• **TO DO**
Without the images, print all the entries below exactly as given.

★ ★ ★ ★ ★

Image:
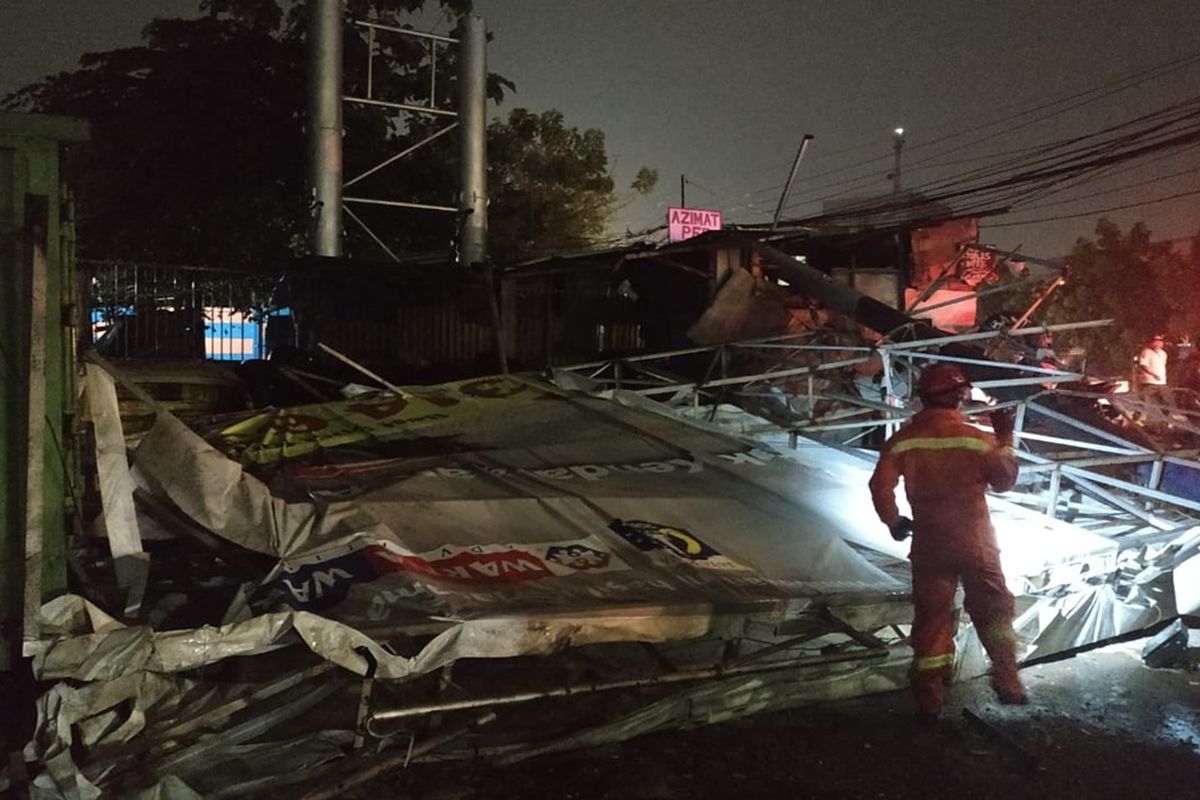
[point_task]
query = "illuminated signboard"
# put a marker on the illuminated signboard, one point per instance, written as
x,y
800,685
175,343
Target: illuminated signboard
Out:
x,y
685,223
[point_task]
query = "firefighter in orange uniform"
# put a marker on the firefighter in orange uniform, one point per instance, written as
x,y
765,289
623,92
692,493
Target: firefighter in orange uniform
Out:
x,y
948,465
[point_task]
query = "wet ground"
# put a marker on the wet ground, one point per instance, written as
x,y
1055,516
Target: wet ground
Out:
x,y
1101,725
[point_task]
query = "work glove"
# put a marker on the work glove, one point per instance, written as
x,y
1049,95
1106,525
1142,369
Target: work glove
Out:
x,y
1003,420
901,529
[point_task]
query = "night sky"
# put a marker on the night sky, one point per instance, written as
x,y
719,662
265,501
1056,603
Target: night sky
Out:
x,y
723,91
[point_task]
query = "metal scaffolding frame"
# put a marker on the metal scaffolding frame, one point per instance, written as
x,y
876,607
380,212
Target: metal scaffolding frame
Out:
x,y
1066,476
473,184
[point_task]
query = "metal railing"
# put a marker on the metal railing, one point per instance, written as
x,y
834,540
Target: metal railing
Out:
x,y
139,311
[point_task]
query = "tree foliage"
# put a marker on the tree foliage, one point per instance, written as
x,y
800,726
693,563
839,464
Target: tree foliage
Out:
x,y
198,151
1146,287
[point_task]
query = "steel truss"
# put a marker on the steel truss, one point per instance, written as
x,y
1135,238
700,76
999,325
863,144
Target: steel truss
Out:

★ ★ ★ ★ ★

• **RIGHT ANSWER**
Image:
[point_task]
query = "illuminated signboard"
# put a marker on the illuminated signboard, one point per instance, written as
x,y
800,685
175,343
Target: illuminated signboard
Out:
x,y
685,223
[point_task]
query = "firefighter in orange uniform"
# put a marker on the firefighter in orange uniform, one point per instance, written as
x,y
765,289
623,92
692,493
Target: firefighter in orange uniform
Out:
x,y
948,465
[point_task]
query = "wet ground"
# put a marker on the wet ground, one point per instance, written as
x,y
1055,516
Target: wet ground
Out:
x,y
1101,725
[point_task]
query = "work glove"
# put a marker on the work glove, one point per instance, written as
x,y
1049,95
1106,525
1142,369
Target: work glove
Out:
x,y
1003,420
901,529
[point_task]
query = "night sky"
# put a marker on the night sky, one point per instance, written as
x,y
719,662
265,501
1056,603
Target: night sky
Out:
x,y
723,91
[point_task]
query = "metal scaffolding frame"
# put a marker on the metal scaffolding frame, one point per instance, written as
x,y
876,607
380,212
Target: metal scaffolding frame
Out:
x,y
1066,476
473,184
[point_task]
query = "metal railing"
# put a marker on the metal railing, one point per instance, written as
x,y
834,540
Target: metal railing
Out:
x,y
139,311
[point_task]
query = "tree foliage"
# put a marker on the tree foliage, one point per instance, written as
x,y
800,726
693,563
839,464
Target: tree foliage
Out:
x,y
198,151
1146,287
[point_task]
query = "steel truss"
# put a marker on the steel truss, one point per instance, written as
x,y
1135,238
700,76
999,325
863,144
Target: steel truss
Out:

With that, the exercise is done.